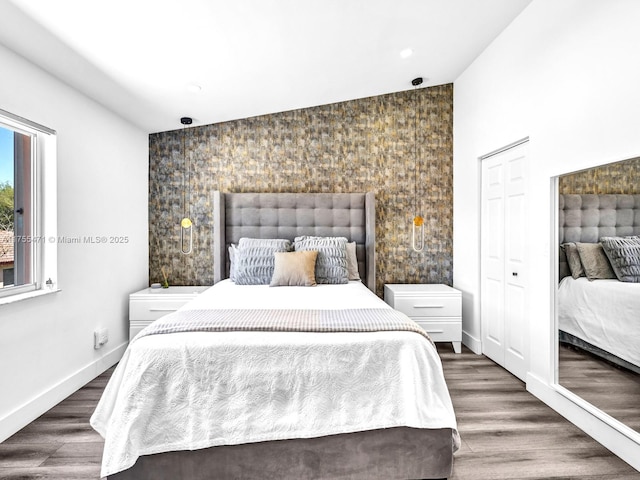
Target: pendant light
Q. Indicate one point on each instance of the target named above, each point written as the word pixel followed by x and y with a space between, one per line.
pixel 417 235
pixel 186 225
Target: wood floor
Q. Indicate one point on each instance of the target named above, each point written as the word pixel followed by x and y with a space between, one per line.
pixel 595 379
pixel 506 434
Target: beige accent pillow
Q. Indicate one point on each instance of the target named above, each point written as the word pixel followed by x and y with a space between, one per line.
pixel 352 262
pixel 294 269
pixel 594 261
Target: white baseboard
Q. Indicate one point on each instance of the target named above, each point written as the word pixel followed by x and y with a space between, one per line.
pixel 620 439
pixel 27 413
pixel 472 343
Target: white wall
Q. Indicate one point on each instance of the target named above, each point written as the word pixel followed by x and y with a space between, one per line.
pixel 46 343
pixel 567 75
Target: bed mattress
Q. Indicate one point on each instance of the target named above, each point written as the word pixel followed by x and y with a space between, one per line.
pixel 193 390
pixel 603 313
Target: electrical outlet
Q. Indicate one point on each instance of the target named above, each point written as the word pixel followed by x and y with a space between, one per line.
pixel 100 337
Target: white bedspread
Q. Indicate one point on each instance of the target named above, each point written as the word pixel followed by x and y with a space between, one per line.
pixel 605 313
pixel 185 391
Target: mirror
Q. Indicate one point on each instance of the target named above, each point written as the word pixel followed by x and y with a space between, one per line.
pixel 598 320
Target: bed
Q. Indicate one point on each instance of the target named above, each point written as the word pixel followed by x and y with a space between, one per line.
pixel 281 404
pixel 598 314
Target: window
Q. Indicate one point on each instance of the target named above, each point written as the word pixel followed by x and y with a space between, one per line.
pixel 27 205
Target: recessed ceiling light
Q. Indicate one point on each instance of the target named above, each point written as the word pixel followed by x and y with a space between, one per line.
pixel 406 53
pixel 194 88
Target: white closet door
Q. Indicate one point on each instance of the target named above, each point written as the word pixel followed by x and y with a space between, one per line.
pixel 492 287
pixel 504 259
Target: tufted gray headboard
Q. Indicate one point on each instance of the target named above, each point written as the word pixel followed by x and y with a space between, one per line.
pixel 288 215
pixel 587 218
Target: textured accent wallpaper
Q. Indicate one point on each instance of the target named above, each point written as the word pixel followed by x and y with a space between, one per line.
pixel 355 146
pixel 619 178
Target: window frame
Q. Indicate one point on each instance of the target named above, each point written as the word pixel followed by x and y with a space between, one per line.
pixel 42 241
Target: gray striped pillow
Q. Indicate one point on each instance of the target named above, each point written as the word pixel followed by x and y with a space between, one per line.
pixel 624 255
pixel 255 259
pixel 331 264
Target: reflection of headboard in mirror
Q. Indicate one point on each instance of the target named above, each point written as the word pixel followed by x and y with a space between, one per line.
pixel 587 218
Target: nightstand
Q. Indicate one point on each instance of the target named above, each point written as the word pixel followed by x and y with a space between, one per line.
pixel 435 307
pixel 150 304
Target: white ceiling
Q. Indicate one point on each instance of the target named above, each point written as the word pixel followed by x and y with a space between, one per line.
pixel 250 57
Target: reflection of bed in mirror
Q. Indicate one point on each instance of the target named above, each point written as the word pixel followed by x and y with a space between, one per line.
pixel 599 314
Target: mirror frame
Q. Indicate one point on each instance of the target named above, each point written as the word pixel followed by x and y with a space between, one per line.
pixel 555 253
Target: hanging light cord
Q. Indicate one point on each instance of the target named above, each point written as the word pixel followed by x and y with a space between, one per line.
pixel 417 232
pixel 186 225
pixel 415 148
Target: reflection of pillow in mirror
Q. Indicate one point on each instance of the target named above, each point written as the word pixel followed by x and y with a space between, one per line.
pixel 594 261
pixel 573 259
pixel 352 261
pixel 624 255
pixel 294 269
pixel 233 261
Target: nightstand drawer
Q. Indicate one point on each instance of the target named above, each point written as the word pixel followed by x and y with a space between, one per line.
pixel 153 308
pixel 429 306
pixel 443 331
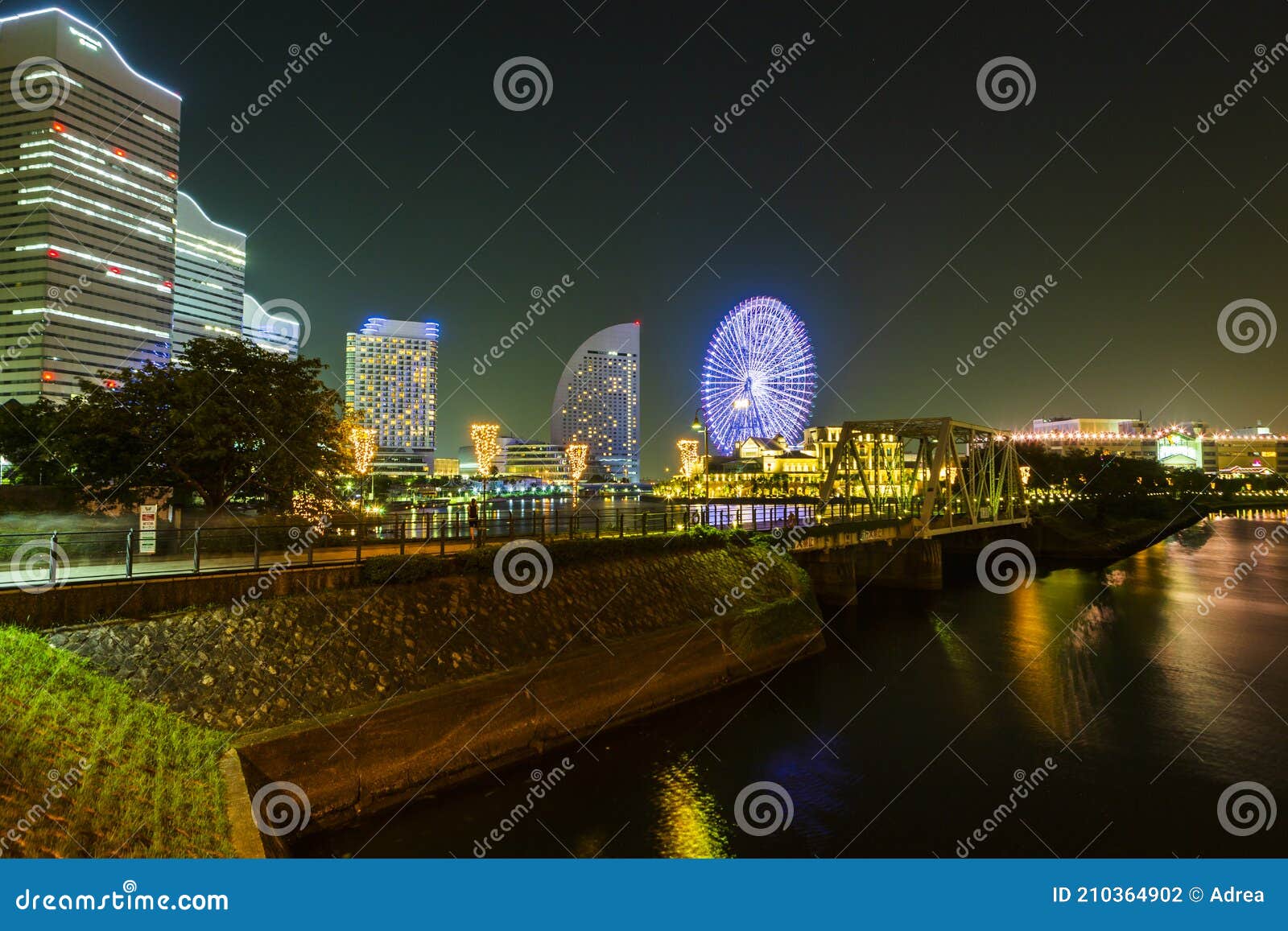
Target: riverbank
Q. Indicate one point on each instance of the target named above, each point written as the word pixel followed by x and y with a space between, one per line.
pixel 90 770
pixel 437 669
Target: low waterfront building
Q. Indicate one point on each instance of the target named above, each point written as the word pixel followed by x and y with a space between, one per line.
pixel 1227 454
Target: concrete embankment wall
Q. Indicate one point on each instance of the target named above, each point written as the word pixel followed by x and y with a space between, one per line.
pixel 840 563
pixel 428 740
pixel 431 669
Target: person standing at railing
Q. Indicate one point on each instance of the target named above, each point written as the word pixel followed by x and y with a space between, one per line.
pixel 474 521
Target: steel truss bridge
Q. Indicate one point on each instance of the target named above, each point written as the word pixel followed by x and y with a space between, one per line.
pixel 934 476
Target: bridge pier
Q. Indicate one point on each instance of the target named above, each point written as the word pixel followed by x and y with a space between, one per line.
pixel 839 572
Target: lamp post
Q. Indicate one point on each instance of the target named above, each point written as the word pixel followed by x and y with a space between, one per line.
pixel 706 461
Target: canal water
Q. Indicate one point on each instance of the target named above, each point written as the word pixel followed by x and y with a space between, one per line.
pixel 1095 712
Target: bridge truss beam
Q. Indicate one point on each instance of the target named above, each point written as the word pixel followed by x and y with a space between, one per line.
pixel 961 476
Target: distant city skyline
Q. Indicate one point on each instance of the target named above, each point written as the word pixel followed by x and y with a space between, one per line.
pixel 869 187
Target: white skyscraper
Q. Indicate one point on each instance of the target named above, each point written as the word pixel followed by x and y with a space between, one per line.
pixel 89 161
pixel 598 401
pixel 209 278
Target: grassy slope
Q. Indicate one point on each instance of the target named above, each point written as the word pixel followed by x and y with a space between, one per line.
pixel 151 785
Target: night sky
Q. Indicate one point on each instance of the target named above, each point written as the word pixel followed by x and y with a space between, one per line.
pixel 1148 225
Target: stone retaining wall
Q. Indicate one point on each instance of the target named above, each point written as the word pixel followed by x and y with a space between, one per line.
pixel 308 656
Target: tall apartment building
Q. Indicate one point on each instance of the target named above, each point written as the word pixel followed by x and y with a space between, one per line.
pixel 598 401
pixel 390 380
pixel 209 278
pixel 89 161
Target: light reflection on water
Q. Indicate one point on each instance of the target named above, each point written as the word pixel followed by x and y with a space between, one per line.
pixel 689 822
pixel 1141 701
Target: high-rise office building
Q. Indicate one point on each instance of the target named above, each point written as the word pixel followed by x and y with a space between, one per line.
pixel 274 327
pixel 209 278
pixel 598 401
pixel 89 160
pixel 390 379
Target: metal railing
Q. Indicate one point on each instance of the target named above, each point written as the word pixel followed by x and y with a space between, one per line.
pixel 44 559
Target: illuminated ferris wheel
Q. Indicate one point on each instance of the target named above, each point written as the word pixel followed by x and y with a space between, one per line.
pixel 758 377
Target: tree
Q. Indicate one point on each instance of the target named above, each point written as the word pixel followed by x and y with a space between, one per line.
pixel 27 441
pixel 238 420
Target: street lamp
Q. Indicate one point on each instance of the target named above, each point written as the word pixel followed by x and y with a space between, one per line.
pixel 706 459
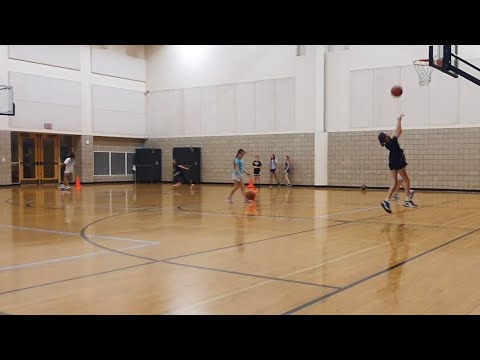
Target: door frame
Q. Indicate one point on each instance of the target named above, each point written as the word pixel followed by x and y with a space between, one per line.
pixel 39 160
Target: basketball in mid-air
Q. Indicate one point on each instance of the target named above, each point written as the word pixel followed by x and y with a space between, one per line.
pixel 250 195
pixel 396 91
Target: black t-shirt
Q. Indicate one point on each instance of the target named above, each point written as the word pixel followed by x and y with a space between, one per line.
pixel 396 152
pixel 256 163
pixel 176 169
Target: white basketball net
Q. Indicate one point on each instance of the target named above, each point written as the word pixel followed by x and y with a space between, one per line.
pixel 424 71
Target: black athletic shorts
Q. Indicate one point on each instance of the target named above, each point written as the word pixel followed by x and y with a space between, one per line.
pixel 397 165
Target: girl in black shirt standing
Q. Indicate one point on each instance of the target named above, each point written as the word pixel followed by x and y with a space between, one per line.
pixel 397 164
pixel 257 166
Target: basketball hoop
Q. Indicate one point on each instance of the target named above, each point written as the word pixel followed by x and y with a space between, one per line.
pixel 424 71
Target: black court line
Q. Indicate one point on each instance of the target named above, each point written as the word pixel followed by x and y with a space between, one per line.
pixel 406 224
pixel 195 212
pixel 252 242
pixel 86 238
pixel 75 278
pixel 358 282
pixel 152 261
pixel 251 275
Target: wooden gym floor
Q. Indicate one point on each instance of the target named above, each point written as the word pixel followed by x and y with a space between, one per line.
pixel 154 249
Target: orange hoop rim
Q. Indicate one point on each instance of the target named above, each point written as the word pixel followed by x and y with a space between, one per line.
pixel 421 62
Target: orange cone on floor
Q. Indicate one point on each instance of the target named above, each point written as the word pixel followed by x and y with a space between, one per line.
pixel 77 183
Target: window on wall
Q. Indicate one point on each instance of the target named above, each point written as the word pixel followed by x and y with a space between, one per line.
pixel 107 163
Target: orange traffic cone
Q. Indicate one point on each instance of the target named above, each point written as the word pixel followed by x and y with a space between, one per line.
pixel 77 183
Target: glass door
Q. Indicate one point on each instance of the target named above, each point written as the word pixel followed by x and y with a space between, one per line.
pixel 39 157
pixel 48 157
pixel 28 157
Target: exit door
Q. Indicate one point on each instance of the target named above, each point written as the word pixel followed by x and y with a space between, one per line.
pixel 39 157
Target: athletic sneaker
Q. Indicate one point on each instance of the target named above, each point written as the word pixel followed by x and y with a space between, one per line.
pixel 409 203
pixel 386 206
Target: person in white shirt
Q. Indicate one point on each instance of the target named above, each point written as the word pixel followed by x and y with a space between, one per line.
pixel 273 169
pixel 68 164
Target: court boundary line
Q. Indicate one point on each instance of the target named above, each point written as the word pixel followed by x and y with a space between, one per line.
pixel 149 261
pixel 84 235
pixel 75 278
pixel 374 275
pixel 250 275
pixel 36 263
pixel 75 234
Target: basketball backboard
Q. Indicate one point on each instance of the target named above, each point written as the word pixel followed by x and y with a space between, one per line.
pixel 7 107
pixel 446 59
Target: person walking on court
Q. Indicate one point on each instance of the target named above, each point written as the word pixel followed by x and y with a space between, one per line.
pixel 273 169
pixel 397 165
pixel 178 174
pixel 68 164
pixel 286 171
pixel 237 176
pixel 257 166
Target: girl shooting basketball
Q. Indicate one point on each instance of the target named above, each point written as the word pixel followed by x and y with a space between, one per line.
pixel 237 176
pixel 401 184
pixel 397 164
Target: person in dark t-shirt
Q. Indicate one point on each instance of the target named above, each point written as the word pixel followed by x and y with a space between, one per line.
pixel 397 164
pixel 257 166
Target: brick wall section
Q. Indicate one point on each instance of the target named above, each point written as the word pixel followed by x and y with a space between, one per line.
pixel 218 153
pixel 114 145
pixel 437 158
pixel 5 153
pixel 84 158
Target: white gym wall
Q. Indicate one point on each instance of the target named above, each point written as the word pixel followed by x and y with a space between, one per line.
pixel 69 87
pixel 357 86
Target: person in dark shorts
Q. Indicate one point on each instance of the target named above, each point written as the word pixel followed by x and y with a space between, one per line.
pixel 286 171
pixel 178 174
pixel 257 167
pixel 273 169
pixel 397 164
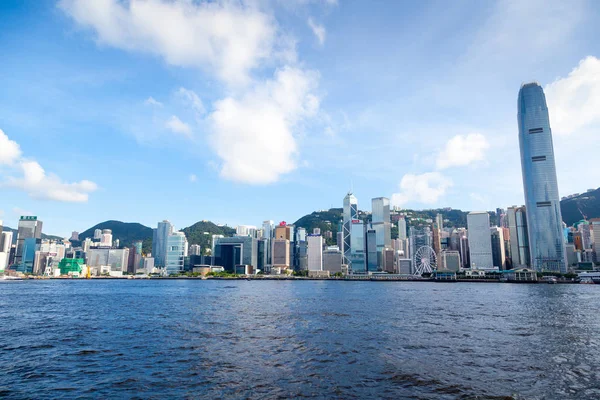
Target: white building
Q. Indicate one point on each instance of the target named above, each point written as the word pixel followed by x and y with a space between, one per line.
pixel 315 252
pixel 480 240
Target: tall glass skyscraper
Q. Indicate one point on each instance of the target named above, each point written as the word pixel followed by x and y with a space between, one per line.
pixel 544 220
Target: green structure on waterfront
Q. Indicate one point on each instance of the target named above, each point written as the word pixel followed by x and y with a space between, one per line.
pixel 67 265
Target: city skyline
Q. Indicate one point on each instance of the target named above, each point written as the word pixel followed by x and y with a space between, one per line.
pixel 93 116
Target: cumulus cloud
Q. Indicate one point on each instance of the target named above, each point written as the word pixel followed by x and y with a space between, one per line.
pixel 192 100
pixel 9 150
pixel 253 129
pixel 254 134
pixel 462 150
pixel 225 37
pixel 151 101
pixel 34 180
pixel 426 188
pixel 574 101
pixel 318 30
pixel 178 126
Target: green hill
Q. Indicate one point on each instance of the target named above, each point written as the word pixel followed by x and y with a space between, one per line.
pixel 201 233
pixel 126 232
pixel 14 231
pixel 585 205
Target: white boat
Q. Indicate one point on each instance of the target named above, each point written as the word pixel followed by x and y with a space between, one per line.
pixel 10 278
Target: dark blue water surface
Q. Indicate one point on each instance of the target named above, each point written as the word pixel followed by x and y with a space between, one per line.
pixel 250 339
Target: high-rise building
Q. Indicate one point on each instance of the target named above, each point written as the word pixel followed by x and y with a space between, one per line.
pixel 175 252
pixel 371 238
pixel 350 214
pixel 159 242
pixel 195 250
pixel 29 228
pixel 315 252
pixel 245 230
pixel 480 242
pixel 283 231
pixel 439 221
pixel 451 260
pixel 402 228
pixel 6 242
pixel 106 238
pixel 498 250
pixel 544 219
pixel 281 253
pixel 357 247
pixel 332 259
pixel 595 222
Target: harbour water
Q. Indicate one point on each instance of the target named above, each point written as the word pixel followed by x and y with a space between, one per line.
pixel 324 339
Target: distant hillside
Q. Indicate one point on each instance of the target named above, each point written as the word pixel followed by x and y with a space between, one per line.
pixel 44 236
pixel 201 233
pixel 329 220
pixel 126 232
pixel 585 205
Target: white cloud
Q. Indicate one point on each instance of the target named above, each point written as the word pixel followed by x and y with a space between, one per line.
pixel 178 126
pixel 318 30
pixel 426 188
pixel 9 150
pixel 254 134
pixel 150 101
pixel 574 101
pixel 21 212
pixel 192 99
pixel 462 150
pixel 36 182
pixel 227 38
pixel 40 185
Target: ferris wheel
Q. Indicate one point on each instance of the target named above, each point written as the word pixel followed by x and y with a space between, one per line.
pixel 425 260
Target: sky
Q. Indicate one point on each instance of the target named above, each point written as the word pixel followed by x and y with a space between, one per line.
pixel 243 111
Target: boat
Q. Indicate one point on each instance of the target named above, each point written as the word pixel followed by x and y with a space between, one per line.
pixel 10 278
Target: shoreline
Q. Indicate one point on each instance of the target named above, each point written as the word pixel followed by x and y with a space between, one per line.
pixel 294 278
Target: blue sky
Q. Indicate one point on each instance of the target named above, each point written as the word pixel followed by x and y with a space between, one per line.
pixel 241 111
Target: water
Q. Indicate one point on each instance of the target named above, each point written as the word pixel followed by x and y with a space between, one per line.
pixel 250 339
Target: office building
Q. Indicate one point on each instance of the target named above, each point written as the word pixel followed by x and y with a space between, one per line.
pixel 281 253
pixel 195 250
pixel 380 222
pixel 542 202
pixel 402 229
pixel 350 214
pixel 480 242
pixel 357 247
pixel 175 253
pixel 315 252
pixel 371 238
pixel 332 259
pixel 451 260
pixel 498 250
pixel 29 228
pixel 159 242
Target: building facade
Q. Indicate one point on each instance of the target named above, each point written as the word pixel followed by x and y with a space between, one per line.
pixel 542 202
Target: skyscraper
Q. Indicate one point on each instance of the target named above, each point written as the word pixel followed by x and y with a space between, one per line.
pixel 480 240
pixel 159 242
pixel 315 252
pixel 350 214
pixel 29 228
pixel 380 222
pixel 542 202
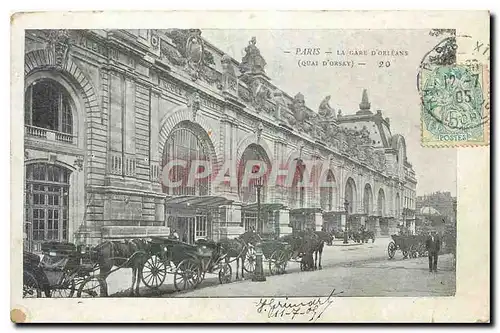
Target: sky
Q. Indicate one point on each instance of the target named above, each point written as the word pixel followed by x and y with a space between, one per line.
pixel 391 88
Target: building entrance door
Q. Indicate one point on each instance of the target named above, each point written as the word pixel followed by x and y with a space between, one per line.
pixel 191 228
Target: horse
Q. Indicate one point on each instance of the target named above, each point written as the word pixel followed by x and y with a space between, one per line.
pixel 237 248
pixel 312 244
pixel 366 235
pixel 128 254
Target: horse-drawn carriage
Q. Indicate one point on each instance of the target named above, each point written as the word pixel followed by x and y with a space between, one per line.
pixel 298 247
pixel 362 236
pixel 188 263
pixel 63 271
pixel 412 246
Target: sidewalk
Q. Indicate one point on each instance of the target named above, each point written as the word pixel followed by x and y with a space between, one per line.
pixel 395 278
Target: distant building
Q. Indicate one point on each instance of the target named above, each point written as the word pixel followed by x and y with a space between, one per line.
pixel 105 110
pixel 442 202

============

请从材料中含有“Target: distant city skyline”的那一行开始逐行照抄，抄到含有“pixel 1141 701”的那一行为止，首尾两行都要包括在内。

Target: distant city skyline
Q. Indicate one point on each instance of the target named above, each point written as the word pixel followed by x and y with a space between, one per line.
pixel 869 187
Target: white skyscraper
Q. Indicate one point on each instance of the target named above, each point written as the word pixel followed by x and y with a space between, one per line.
pixel 89 161
pixel 598 401
pixel 209 278
Target: grassy slope
Q. Indicate one point on each instance of the target named above, each point written as the word pixel followed by x and y with a space between, one per line.
pixel 151 785
Target: night sky
Q. Indicate one point on each instance of the target named above, each point written as the word pixel followed by x and y with a space between, one per line.
pixel 1148 225
Target: stone retaining wall
Q. Indicate one point on each instance of the target named above, each point written as the word pixel followed by x and y with a space between, one per line.
pixel 308 656
Target: tall apartment building
Q. Indicate one point on each instance of the target named above, each point written as the word pixel followed by x and y with a space between, one per line.
pixel 598 401
pixel 390 380
pixel 209 278
pixel 89 161
Target: light reflection on water
Q. Indicate one point on each instance of the target named above, each point written as the word pixel followed by x and y with a space between, one per line.
pixel 689 822
pixel 1141 701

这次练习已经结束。